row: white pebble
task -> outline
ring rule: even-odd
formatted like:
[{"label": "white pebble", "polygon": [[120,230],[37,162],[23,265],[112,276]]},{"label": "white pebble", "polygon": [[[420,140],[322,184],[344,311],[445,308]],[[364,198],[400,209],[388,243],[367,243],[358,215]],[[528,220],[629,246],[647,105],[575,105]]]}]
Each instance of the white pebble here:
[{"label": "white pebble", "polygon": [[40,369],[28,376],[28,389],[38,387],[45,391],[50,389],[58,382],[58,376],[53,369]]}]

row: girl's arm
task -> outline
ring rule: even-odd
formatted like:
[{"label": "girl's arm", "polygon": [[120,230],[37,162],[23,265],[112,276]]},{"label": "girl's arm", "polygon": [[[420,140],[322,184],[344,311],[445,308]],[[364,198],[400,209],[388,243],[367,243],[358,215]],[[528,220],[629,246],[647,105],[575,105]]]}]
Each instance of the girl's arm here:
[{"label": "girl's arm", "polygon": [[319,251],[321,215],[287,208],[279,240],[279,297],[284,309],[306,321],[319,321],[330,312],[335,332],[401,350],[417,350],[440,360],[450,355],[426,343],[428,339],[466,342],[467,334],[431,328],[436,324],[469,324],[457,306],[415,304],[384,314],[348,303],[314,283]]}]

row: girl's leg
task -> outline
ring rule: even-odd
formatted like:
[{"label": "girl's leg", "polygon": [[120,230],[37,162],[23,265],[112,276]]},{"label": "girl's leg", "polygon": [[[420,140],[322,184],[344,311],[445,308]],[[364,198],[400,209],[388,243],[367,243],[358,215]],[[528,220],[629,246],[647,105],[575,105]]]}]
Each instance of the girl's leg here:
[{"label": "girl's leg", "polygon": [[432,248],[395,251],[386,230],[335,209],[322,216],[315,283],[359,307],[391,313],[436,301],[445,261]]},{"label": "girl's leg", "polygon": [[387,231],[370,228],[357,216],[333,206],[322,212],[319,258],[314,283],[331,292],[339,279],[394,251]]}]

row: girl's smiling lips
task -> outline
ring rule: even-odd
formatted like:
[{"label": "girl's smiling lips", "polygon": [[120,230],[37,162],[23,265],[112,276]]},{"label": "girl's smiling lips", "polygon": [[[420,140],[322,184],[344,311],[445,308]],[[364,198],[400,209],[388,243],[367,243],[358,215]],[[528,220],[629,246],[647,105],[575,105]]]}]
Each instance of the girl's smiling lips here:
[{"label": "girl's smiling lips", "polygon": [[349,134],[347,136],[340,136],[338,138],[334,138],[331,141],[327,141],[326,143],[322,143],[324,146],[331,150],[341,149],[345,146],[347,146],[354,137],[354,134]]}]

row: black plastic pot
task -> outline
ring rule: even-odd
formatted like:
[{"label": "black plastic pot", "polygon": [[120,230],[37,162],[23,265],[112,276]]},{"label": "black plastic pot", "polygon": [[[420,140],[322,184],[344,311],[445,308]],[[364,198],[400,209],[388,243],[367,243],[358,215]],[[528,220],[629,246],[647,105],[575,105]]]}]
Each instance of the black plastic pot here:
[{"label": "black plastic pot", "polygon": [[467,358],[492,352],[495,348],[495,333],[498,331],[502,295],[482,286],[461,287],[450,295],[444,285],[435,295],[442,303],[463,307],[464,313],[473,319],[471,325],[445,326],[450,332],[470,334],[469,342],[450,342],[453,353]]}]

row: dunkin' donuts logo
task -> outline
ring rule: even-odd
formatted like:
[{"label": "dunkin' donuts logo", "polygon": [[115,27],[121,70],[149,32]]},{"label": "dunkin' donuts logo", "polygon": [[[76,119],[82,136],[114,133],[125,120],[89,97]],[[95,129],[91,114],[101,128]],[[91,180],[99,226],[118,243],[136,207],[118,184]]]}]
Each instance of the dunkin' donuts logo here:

### TASK
Could you recast all of the material above as a numbered list of its lines, with the blank lines left out?

### EXERCISE SOLUTION
1. row: white pebble
2. task -> outline
3. ring rule: even-odd
4. formatted like:
5. [{"label": "white pebble", "polygon": [[120,230],[37,162],[23,265],[112,276]]},{"label": "white pebble", "polygon": [[[420,140],[322,184],[344,311],[445,308]],[[364,198],[400,209],[388,243],[367,243],[358,215]],[[528,220],[629,246],[647,105],[575,105]]]}]
6. Each instance of the white pebble here:
7. [{"label": "white pebble", "polygon": [[40,369],[28,376],[28,389],[38,387],[45,391],[50,389],[58,382],[58,376],[53,369]]}]
8. row: girl's arm
9. task -> outline
10. ring rule: even-odd
11. formatted like:
12. [{"label": "girl's arm", "polygon": [[120,230],[37,162],[23,265],[112,276]]},{"label": "girl's arm", "polygon": [[[420,140],[322,184],[344,311],[445,308]],[[364,198],[400,209],[388,243],[367,243],[358,215]],[[528,220],[629,246],[647,105],[575,105]]]}]
13. Each instance of the girl's arm here:
14. [{"label": "girl's arm", "polygon": [[319,251],[321,215],[287,208],[279,240],[279,297],[284,309],[306,321],[319,321],[330,312],[335,332],[401,350],[417,350],[440,360],[450,355],[426,343],[428,339],[466,342],[467,334],[431,328],[436,324],[469,324],[457,306],[415,304],[384,314],[348,303],[314,283]]}]
15. row: girl's leg
16. task -> outline
17. ring rule: even-odd
18. formatted like:
19. [{"label": "girl's leg", "polygon": [[120,230],[37,162],[23,265],[112,276]]},{"label": "girl's leg", "polygon": [[[420,140],[322,184],[344,311],[445,308]],[[364,198],[400,209],[388,243],[367,243],[358,215]],[[528,220],[629,246],[647,105],[575,105]]]}]
20. Each instance of the girl's leg here:
21. [{"label": "girl's leg", "polygon": [[432,248],[395,251],[386,230],[335,209],[322,216],[315,283],[359,307],[391,313],[436,301],[445,261]]},{"label": "girl's leg", "polygon": [[387,231],[370,228],[357,216],[333,206],[322,212],[319,258],[314,283],[331,292],[339,279],[394,251]]}]
22. row: girl's smiling lips
23. task -> outline
24. ring rule: even-odd
25. formatted like:
26. [{"label": "girl's smiling lips", "polygon": [[120,230],[37,162],[23,265],[112,276]]},{"label": "girl's smiling lips", "polygon": [[[420,140],[322,184],[344,311],[445,308]],[[364,198],[400,209],[388,243],[367,243],[358,215]],[[528,220],[629,246],[647,105],[575,105]]]}]
27. Each instance of the girl's smiling lips here:
28. [{"label": "girl's smiling lips", "polygon": [[349,134],[347,136],[340,136],[338,138],[334,138],[331,141],[327,141],[326,143],[322,143],[324,146],[331,150],[341,149],[345,146],[347,146],[354,137],[354,134]]}]
29. row: black plastic pot
30. task -> outline
31. ring rule: even-odd
32. formatted like:
33. [{"label": "black plastic pot", "polygon": [[120,230],[37,162],[23,265],[112,276]]},{"label": "black plastic pot", "polygon": [[[420,140],[322,184],[344,311],[445,308]],[[364,198],[400,209],[388,243],[367,243],[358,215]],[[528,220],[629,246],[647,105],[575,105]]]}]
34. Each instance of the black plastic pot here:
35. [{"label": "black plastic pot", "polygon": [[467,358],[492,352],[495,348],[495,333],[498,331],[502,295],[482,286],[461,287],[450,295],[444,285],[435,295],[442,303],[463,307],[464,313],[473,319],[471,325],[445,326],[450,332],[470,334],[469,342],[450,342],[453,353]]}]
36. row: dunkin' donuts logo
37. task -> outline
38. ring rule: even-odd
39. formatted like:
40. [{"label": "dunkin' donuts logo", "polygon": [[115,27],[121,70],[149,32]]},{"label": "dunkin' donuts logo", "polygon": [[[76,119],[82,136],[114,133],[125,120],[89,97]],[[95,129],[91,114],[101,128]],[[91,180],[99,226],[118,243],[136,207],[118,184]]]}]
41. Each instance of the dunkin' donuts logo here:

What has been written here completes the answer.